ENTRIES SHOWN start
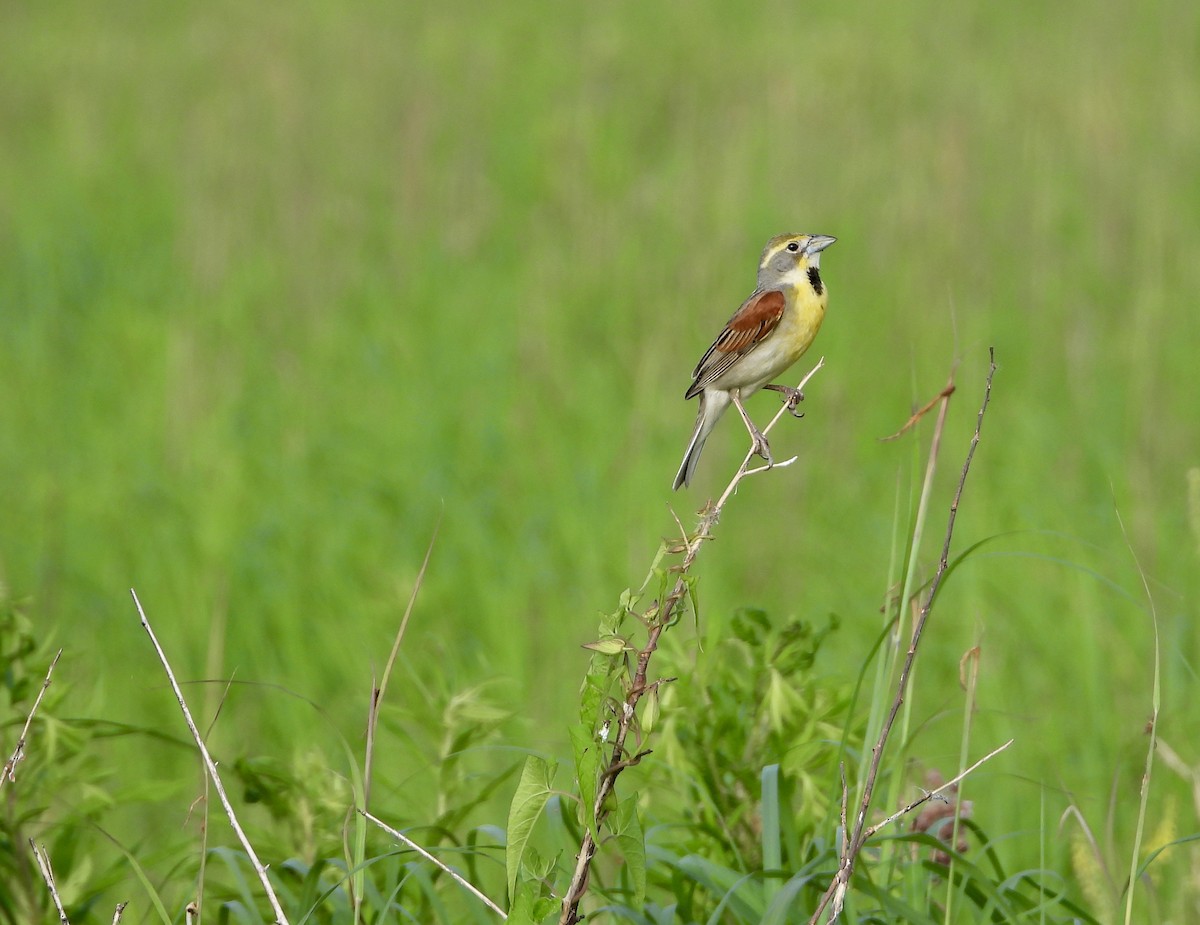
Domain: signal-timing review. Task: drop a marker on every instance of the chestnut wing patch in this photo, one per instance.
(749, 325)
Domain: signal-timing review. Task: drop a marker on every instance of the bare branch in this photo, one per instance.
(450, 871)
(840, 883)
(10, 768)
(280, 917)
(663, 618)
(930, 794)
(43, 865)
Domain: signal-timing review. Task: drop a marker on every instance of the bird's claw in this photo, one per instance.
(761, 448)
(792, 397)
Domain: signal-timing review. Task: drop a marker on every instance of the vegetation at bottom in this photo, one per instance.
(286, 289)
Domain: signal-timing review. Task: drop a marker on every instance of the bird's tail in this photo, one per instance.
(712, 407)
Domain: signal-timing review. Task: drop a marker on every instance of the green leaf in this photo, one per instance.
(587, 772)
(633, 846)
(609, 646)
(533, 791)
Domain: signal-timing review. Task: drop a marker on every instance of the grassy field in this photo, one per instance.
(283, 288)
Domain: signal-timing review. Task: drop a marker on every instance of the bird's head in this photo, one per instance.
(789, 257)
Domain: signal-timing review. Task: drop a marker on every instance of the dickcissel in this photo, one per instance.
(769, 332)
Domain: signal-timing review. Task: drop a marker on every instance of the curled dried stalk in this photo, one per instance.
(661, 618)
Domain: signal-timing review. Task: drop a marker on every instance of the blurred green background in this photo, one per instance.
(282, 287)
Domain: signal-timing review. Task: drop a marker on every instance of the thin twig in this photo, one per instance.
(627, 714)
(280, 917)
(929, 794)
(377, 691)
(10, 768)
(947, 391)
(837, 890)
(43, 865)
(450, 871)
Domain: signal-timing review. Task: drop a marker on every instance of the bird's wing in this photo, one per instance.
(745, 330)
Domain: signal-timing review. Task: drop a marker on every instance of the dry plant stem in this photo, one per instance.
(10, 768)
(450, 871)
(43, 865)
(280, 918)
(837, 890)
(617, 761)
(378, 691)
(929, 794)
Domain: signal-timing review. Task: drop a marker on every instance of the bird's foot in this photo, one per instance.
(792, 397)
(761, 448)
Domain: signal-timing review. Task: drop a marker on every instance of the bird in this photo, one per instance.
(769, 332)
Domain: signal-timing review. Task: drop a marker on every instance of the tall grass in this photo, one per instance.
(280, 287)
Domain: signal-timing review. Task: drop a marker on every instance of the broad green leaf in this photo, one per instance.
(609, 646)
(528, 802)
(633, 846)
(587, 770)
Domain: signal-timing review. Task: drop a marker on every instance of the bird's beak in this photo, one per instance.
(819, 242)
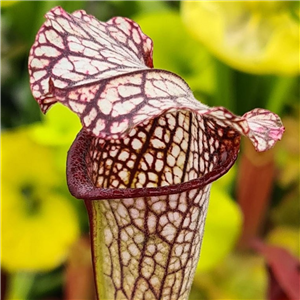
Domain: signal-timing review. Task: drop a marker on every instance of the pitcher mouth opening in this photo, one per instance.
(81, 186)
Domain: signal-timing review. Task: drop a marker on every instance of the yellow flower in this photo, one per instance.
(252, 36)
(38, 224)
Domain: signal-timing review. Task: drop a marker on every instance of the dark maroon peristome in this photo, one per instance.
(148, 150)
(81, 186)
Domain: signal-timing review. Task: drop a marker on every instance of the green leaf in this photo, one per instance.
(176, 51)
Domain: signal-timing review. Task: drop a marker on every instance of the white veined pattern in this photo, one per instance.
(148, 150)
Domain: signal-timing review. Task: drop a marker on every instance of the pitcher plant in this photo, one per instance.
(146, 155)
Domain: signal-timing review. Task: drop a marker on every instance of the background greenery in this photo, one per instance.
(44, 253)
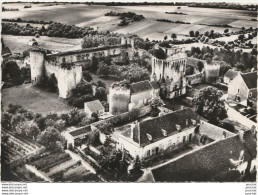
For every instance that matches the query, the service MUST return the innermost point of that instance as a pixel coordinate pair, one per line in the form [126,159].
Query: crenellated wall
[66,79]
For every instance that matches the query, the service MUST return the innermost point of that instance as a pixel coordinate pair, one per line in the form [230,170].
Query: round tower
[37,58]
[119,98]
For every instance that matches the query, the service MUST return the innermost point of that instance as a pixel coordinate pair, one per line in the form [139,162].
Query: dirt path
[37,172]
[84,163]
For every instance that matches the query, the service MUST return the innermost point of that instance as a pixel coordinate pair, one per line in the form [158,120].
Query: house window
[190,137]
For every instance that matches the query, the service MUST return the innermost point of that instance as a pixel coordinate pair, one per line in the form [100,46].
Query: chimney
[224,134]
[241,135]
[186,122]
[132,130]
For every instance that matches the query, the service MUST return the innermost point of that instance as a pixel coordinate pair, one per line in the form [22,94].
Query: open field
[84,15]
[34,99]
[18,44]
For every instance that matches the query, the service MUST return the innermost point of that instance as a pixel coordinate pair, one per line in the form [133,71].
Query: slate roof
[250,79]
[166,122]
[231,74]
[210,163]
[6,51]
[192,62]
[81,131]
[94,105]
[154,84]
[213,132]
[140,86]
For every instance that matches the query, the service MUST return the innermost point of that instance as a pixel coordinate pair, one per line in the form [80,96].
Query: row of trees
[97,40]
[44,129]
[234,58]
[133,73]
[12,75]
[53,30]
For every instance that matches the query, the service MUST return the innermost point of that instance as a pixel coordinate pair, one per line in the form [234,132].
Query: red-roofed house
[94,106]
[243,87]
[166,133]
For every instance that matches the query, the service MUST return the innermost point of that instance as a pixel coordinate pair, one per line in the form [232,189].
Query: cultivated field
[34,99]
[84,15]
[18,44]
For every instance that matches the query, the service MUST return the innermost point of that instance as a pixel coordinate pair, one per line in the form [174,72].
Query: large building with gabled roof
[166,133]
[123,97]
[243,87]
[224,160]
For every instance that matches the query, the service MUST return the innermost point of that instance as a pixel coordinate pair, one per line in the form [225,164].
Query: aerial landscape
[128,92]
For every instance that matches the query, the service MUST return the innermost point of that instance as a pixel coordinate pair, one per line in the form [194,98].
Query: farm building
[243,87]
[166,133]
[223,160]
[82,133]
[229,76]
[124,97]
[94,106]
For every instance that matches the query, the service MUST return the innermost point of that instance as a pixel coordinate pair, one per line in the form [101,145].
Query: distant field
[84,15]
[18,44]
[34,99]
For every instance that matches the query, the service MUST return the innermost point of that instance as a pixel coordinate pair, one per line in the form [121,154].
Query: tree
[191,33]
[173,36]
[154,103]
[189,70]
[49,137]
[87,76]
[197,33]
[94,64]
[209,105]
[200,66]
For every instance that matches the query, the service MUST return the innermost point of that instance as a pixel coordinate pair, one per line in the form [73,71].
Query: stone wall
[119,99]
[37,66]
[66,79]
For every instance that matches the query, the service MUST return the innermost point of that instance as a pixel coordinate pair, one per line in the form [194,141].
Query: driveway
[84,163]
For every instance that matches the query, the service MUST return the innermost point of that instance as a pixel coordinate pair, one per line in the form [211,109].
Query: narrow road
[37,172]
[84,163]
[233,114]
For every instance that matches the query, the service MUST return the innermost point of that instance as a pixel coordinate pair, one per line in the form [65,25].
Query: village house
[94,106]
[124,97]
[77,134]
[166,133]
[223,160]
[243,87]
[229,76]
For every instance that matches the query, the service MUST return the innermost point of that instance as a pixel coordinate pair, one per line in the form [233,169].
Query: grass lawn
[34,99]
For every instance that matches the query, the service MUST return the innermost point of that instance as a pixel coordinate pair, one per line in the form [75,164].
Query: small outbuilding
[94,106]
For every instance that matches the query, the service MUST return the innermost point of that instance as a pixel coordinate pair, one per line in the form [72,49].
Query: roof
[94,105]
[213,132]
[231,74]
[140,86]
[6,51]
[154,84]
[250,79]
[192,62]
[210,163]
[87,50]
[156,126]
[80,131]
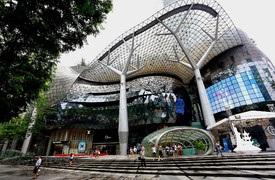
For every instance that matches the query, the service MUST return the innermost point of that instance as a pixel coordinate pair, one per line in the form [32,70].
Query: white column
[5,147]
[49,146]
[28,136]
[123,128]
[205,104]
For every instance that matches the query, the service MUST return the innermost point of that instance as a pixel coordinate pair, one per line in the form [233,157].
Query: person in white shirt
[37,166]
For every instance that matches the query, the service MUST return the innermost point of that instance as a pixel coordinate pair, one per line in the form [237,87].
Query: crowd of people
[158,152]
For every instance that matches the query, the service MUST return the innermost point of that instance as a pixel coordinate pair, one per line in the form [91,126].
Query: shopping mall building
[186,72]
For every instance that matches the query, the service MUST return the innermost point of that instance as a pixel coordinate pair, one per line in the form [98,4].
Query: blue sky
[253,16]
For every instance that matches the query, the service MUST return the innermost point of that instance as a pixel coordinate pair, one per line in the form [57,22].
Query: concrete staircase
[261,165]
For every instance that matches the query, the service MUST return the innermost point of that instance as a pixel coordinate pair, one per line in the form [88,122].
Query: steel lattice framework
[156,53]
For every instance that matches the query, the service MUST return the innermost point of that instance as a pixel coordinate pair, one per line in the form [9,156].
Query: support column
[123,128]
[49,146]
[14,144]
[205,104]
[5,147]
[28,136]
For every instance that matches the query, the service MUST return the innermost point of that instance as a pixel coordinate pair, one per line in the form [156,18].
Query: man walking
[37,165]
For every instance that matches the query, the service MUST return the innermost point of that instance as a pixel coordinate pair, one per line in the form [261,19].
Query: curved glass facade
[186,137]
[163,91]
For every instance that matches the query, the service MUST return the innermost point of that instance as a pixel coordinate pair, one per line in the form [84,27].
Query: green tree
[32,36]
[16,128]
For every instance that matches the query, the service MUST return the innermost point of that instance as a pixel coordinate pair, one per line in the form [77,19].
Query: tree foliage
[14,129]
[32,35]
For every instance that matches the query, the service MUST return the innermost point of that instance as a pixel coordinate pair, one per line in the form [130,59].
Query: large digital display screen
[235,91]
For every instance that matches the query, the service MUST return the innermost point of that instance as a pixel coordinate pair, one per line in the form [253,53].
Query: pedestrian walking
[154,152]
[71,159]
[37,166]
[219,149]
[160,152]
[142,156]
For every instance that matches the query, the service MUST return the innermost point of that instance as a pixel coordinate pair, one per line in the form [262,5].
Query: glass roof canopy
[185,136]
[156,53]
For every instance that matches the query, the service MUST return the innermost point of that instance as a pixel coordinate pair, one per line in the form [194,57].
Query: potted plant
[201,146]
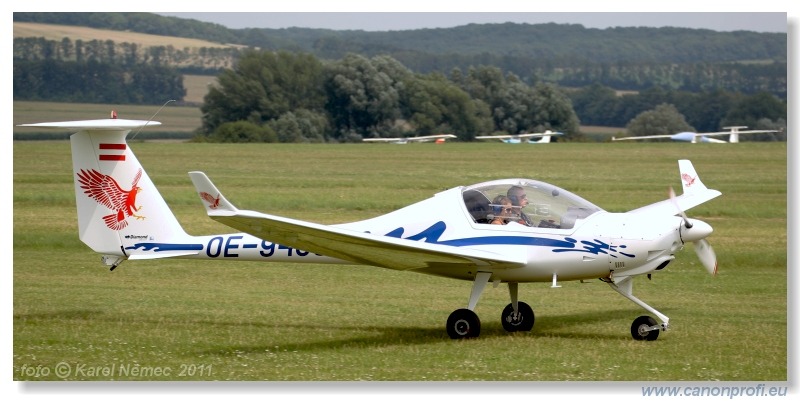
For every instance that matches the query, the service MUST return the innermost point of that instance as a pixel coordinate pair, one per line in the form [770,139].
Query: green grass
[282,322]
ENTRIES SHOWN end
■ **DIRECTION**
Starting at the line containing "the form [77,19]." and ending at the last line of the listing, rewrite those lines with "innermost point" replaced by "center point" and nothing else changed. Leave the pictures out.

■ **FINAL RESULT**
For every instance that matches the query, the service MUST return the center point of that instance as a pixel coordinate pair, one per line in the form [77,19].
Query: tree foliage
[14,129]
[32,35]
For every instance that matches the query, the service MUST return the center point of that instance as a pixel coordinate pair, one per line in the form [130,59].
Query: large digital display screen
[235,91]
For every instance that matches the query, the service MUST return the center point of that instance as a pixel coordinate pair, one per line in the form [253,53].
Query: pedestrian walking
[154,152]
[71,159]
[37,166]
[219,149]
[160,152]
[142,156]
For every instance that matches the query, the service MUST return the center point of that instance as a pixel coordinate pair, one per line in the form [262,5].
Query: glass roof canopy
[185,136]
[156,53]
For every instance that matches the query, the service MUST return the center point of that instance as a pixel coordinate pair, one per line in the form [194,57].
Query: potted plant
[201,146]
For every instance that matches the query, the service MUST return the center point of that instance as a pixel coordinate pair, one per line in the form [770,139].
Query: green grass
[282,322]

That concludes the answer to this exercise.